>> begin Supplied entries

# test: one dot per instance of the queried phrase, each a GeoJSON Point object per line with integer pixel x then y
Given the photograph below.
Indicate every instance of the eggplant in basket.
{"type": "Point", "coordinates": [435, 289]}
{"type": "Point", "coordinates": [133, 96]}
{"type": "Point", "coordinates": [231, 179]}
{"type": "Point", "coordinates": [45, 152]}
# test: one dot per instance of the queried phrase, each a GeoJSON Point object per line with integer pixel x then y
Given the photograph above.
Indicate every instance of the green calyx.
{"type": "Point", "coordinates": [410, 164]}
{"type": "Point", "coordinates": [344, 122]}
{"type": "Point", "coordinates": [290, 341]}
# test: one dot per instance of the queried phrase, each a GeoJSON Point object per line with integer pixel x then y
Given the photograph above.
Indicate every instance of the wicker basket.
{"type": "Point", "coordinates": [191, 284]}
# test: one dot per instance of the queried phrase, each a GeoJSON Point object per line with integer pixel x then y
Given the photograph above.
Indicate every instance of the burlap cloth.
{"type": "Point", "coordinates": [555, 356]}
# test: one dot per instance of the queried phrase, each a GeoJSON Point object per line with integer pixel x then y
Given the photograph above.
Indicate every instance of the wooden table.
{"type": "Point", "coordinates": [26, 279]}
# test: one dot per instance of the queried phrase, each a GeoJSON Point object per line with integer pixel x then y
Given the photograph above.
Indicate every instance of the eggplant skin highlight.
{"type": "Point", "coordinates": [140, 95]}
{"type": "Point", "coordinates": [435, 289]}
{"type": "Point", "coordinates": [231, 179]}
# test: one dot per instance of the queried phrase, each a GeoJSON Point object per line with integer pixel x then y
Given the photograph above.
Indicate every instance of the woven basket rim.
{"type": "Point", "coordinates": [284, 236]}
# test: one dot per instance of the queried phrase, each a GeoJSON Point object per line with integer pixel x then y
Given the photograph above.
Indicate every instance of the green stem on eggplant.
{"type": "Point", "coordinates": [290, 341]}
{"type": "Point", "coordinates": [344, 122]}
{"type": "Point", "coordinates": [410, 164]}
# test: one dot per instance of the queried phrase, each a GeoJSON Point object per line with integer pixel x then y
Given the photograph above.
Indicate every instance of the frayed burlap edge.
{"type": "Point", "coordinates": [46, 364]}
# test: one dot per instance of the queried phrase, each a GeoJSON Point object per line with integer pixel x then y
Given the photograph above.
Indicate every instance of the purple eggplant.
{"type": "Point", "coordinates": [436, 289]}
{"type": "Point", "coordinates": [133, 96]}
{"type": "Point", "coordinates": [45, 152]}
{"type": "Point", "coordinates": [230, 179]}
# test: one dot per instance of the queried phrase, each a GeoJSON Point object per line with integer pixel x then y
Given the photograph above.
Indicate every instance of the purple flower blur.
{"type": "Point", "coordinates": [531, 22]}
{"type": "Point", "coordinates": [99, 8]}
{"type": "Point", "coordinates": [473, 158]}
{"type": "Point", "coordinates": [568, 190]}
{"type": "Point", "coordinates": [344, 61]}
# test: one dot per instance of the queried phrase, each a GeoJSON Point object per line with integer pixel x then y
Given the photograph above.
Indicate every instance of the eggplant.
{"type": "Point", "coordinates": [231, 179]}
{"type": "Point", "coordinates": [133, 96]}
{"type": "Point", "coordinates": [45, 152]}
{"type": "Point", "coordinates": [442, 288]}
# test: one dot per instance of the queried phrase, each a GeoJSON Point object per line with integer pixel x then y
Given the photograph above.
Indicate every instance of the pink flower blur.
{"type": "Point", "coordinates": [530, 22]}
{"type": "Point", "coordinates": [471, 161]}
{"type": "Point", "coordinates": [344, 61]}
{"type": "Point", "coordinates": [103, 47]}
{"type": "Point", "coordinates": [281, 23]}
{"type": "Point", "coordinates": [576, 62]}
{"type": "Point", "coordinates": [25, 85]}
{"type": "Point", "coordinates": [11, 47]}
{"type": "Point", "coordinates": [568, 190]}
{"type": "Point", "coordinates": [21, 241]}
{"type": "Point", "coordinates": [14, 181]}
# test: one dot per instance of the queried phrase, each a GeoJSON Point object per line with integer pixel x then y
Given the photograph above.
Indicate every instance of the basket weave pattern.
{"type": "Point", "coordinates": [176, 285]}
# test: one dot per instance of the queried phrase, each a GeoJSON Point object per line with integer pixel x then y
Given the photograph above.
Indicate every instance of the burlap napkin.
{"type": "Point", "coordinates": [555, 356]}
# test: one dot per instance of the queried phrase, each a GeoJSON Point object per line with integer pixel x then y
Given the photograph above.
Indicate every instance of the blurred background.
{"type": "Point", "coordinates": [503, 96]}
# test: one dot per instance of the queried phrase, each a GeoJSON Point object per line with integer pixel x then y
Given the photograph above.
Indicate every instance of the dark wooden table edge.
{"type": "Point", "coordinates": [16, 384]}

>> end Supplied entries

## What is required:
Output each record precisely as given.

## The reply:
# test: one dot per instance of the queried phrase, each a GeoJSON Point object per line with integer pixel x then y
Given the photograph below.
Indicate every instance of the eggplant in basket.
{"type": "Point", "coordinates": [435, 289]}
{"type": "Point", "coordinates": [133, 96]}
{"type": "Point", "coordinates": [231, 179]}
{"type": "Point", "coordinates": [45, 152]}
# test: one dot per instance of the queried phrase, each a GeoJSON Point object per line with integer pixel x then y
Given the photograph above.
Indicate every instance of the green calyx.
{"type": "Point", "coordinates": [410, 164]}
{"type": "Point", "coordinates": [344, 122]}
{"type": "Point", "coordinates": [290, 341]}
# test: one dot per instance of the queried phrase, each a GeoJSON Point object per line with integer pixel x then y
Given the photograph above.
Indicate every instance of the wicker basket.
{"type": "Point", "coordinates": [191, 284]}
# test: one dot per instance of the queried phrase, each a GeoJSON Point object per line with integer pixel x then y
Given the photograph above.
Indicate every instance of the burlap cloth.
{"type": "Point", "coordinates": [555, 356]}
# test: one dot per instance of the queried phrase, each a GeoJSON Point object per line with integer pixel x then y
Given the photograph above.
Indicate every instance of the wooden table.
{"type": "Point", "coordinates": [26, 279]}
# test: one dot per instance of the queried phrase, each a GeoJSON Point object per line with integer pixel x then y
Given the photograph above.
Indicate every instance of the eggplant skin highlight.
{"type": "Point", "coordinates": [140, 95]}
{"type": "Point", "coordinates": [435, 289]}
{"type": "Point", "coordinates": [231, 179]}
# test: one dot per instance of the queried phrase, each a GeoJSON Point object per line with integer pixel x then y
Given the photograph above.
Indicate every instance of the woven basket rim.
{"type": "Point", "coordinates": [284, 236]}
# test: one dot per instance of the queried phrase, each a GeoJSON Point object per line with integer pixel x then y
Given the photograph above.
Indicate every instance of the green stem on eggplant.
{"type": "Point", "coordinates": [290, 341]}
{"type": "Point", "coordinates": [344, 122]}
{"type": "Point", "coordinates": [410, 164]}
# test: one dot per instance of the queried phrase, each a GeoJSON Point object per line with integer pixel x then y
Given the photograph above.
Indicate every instance of the frayed burlap edge.
{"type": "Point", "coordinates": [46, 364]}
# test: one dot per instance of the queried phrase, each a GeoJSON Point object per line with integer pixel x then y
Given the photograph above.
Indicate every instance of the purple eggplant.
{"type": "Point", "coordinates": [436, 289]}
{"type": "Point", "coordinates": [133, 96]}
{"type": "Point", "coordinates": [45, 152]}
{"type": "Point", "coordinates": [230, 179]}
# test: one dot per instance of the queried phrase, each a GeoJSON Point object per line with integer pixel x then y
Given the photograph above.
Indicate every instance of the purple flower blur.
{"type": "Point", "coordinates": [531, 22]}
{"type": "Point", "coordinates": [99, 8]}
{"type": "Point", "coordinates": [473, 158]}
{"type": "Point", "coordinates": [568, 190]}
{"type": "Point", "coordinates": [344, 61]}
# test: one dot per instance of the queried phrase, each a GeoJSON Point object per line with integer pixel x then y
Given the photograph above.
Indicate every instance of the eggplant.
{"type": "Point", "coordinates": [231, 179]}
{"type": "Point", "coordinates": [133, 96]}
{"type": "Point", "coordinates": [45, 152]}
{"type": "Point", "coordinates": [442, 288]}
# test: one dot per instance of the queried phrase, each a GeoJSON Point object per line with integer pixel x then y
Given the photograph above.
Indicate every instance of the pink flower blur.
{"type": "Point", "coordinates": [530, 22]}
{"type": "Point", "coordinates": [471, 161]}
{"type": "Point", "coordinates": [344, 61]}
{"type": "Point", "coordinates": [103, 47]}
{"type": "Point", "coordinates": [281, 23]}
{"type": "Point", "coordinates": [576, 62]}
{"type": "Point", "coordinates": [25, 85]}
{"type": "Point", "coordinates": [11, 47]}
{"type": "Point", "coordinates": [568, 190]}
{"type": "Point", "coordinates": [21, 241]}
{"type": "Point", "coordinates": [14, 181]}
# test: one dot per instance of the queried phrase, each a GeoJSON Point object per line with integer pixel x then y
Given the photograph above.
Indicate every instance of the basket weave pattern.
{"type": "Point", "coordinates": [176, 285]}
# test: one dot per instance of the queried phrase, each a GeoJSON Point object per line with integer pixel x then y
Given the photograph above.
Indicate every instance of the burlap napkin.
{"type": "Point", "coordinates": [555, 356]}
# test: one dot per instance of the queried phrase, each a GeoJSON Point object per line with integer pixel x then y
Given the photograph above.
Indicate every instance of the blurred background.
{"type": "Point", "coordinates": [503, 96]}
# test: one dot per instance of the queried phrase, each a GeoJSON Point object per line with integer pixel x then y
Given the photograph above.
Indicate every instance of the dark wooden table edge.
{"type": "Point", "coordinates": [16, 384]}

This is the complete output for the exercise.